**What you should do**
Present every line of the entries below as a Markdown table with the columns "Row" and "Line", numbering the rows in order and skipping any blank lines.

[A set of records]

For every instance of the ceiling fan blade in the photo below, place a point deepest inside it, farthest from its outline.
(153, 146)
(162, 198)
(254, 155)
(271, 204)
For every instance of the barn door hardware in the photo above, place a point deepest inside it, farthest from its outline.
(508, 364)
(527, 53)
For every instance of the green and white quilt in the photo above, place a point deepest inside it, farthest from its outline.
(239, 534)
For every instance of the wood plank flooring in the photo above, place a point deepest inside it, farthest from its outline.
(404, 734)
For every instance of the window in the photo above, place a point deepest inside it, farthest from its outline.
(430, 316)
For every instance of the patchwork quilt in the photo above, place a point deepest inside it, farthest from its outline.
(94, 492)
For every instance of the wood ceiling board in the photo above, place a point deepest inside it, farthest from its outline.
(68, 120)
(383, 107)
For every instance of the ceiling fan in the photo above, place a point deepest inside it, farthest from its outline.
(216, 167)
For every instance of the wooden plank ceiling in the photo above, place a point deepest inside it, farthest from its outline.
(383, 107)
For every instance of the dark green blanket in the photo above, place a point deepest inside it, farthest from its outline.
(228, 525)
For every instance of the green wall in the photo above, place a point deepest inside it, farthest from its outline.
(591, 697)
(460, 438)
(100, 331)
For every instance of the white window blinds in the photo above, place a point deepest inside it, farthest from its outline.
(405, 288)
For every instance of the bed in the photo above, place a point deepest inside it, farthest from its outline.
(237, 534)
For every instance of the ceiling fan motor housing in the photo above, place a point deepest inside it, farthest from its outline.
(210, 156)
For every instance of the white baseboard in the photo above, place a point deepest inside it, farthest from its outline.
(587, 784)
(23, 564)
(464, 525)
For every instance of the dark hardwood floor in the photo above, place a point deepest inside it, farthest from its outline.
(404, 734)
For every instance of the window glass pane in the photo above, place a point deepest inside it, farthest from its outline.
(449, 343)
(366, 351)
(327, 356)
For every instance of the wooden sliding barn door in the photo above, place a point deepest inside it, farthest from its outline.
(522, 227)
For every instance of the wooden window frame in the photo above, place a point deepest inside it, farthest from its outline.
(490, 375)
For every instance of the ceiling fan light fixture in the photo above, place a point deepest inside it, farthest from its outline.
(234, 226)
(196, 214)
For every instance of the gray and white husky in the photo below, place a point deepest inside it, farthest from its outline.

**The reply**
| Row | Line |
|---|---|
| 1 | For every instance of the ceiling fan blade in the photo below, place a point deepest inside it, farthest from its outline. |
| 2 | (153, 146) |
| 3 | (162, 198) |
| 4 | (254, 155) |
| 5 | (271, 204) |
| 6 | For every instance of the barn door hardware in the photo above, place a point deepest inside it, farthest from its outline. |
| 7 | (508, 364) |
| 8 | (527, 53) |
| 9 | For every instance of the green and white quilt in the photo above, place a point deepest inside it, farthest from its outline. |
| 10 | (239, 534) |
| 11 | For every instance of the wood plank flooring in the photo above, place a point deepest inside it, farthest from its outline. |
| 12 | (404, 734) |
| 13 | For every instance of the window in the photo above, place a point deepest inside it, farthest from its outline. |
| 14 | (430, 316) |
| 15 | For every instance of the patchwork quilt in the photo above, place a point deepest inside it, farthest from its outline. |
| 16 | (94, 492) |
| 17 | For every instance of the wood ceiling board in the photo above, place a point deepest inside it, farthest from its outline. |
| 18 | (68, 120) |
| 19 | (383, 107) |
| 20 | For every instance of the ceiling fan in the photo above, place a point deepest inside it, farthest from its outline. |
| 21 | (216, 167) |
| 22 | For every instance of the wooden plank ceiling in the photo above, place a point deepest inside it, farthest from its outline. |
| 23 | (383, 107) |
| 24 | For every instance of the dark green blanket in the photo above, place a point deepest inside it, farthest from its outline. |
| 25 | (228, 525) |
| 26 | For every instance of the green wall in the photo above, place a point deepest inside it, farthest from its outline. |
| 27 | (591, 697) |
| 28 | (460, 438) |
| 29 | (100, 331) |
| 30 | For every instance of the white window blinds in the photo above, place a point deepest inside it, farthest from its outline. |
| 31 | (405, 288) |
| 32 | For every instance of the bed in the photo above, place a point deepest inside it, farthest from its outline. |
| 33 | (237, 534) |
| 34 | For every instance of the ceiling fan motor housing in the photo above, place a point deepest inside it, farthest from its outline. |
| 35 | (210, 156) |
| 36 | For every instance of the white baseboard in the photo above, place a point deepest inside it, farthest from its outline. |
| 37 | (587, 784) |
| 38 | (23, 564) |
| 39 | (464, 525) |
| 40 | For every instance of the dark hardwood floor in the photo above, place a point deepest inside it, farthest from its outline. |
| 41 | (404, 734) |
| 42 | For every instance of the window glass pane in the photo above, place a point deepest inside it, farthest from its outline. |
| 43 | (449, 343) |
| 44 | (366, 351) |
| 45 | (327, 356) |
| 46 | For every instance of the wooden sliding barn door in the photo above, place a point deepest inside it, farthest from its outline. |
| 47 | (522, 227) |
| 48 | For every instance of the wooden window frame in the photo above, place a point deepest inside it, farthest from its outline. |
| 49 | (490, 375) |
| 50 | For every instance of the ceiling fan light fixture in the photo above, place a point deepest inside it, farthest from its outline. |
| 51 | (234, 226) |
| 52 | (196, 214) |
| 53 | For every instance of the gray and white husky in the photo below, place a point deepest inside it, farthest from its outline. |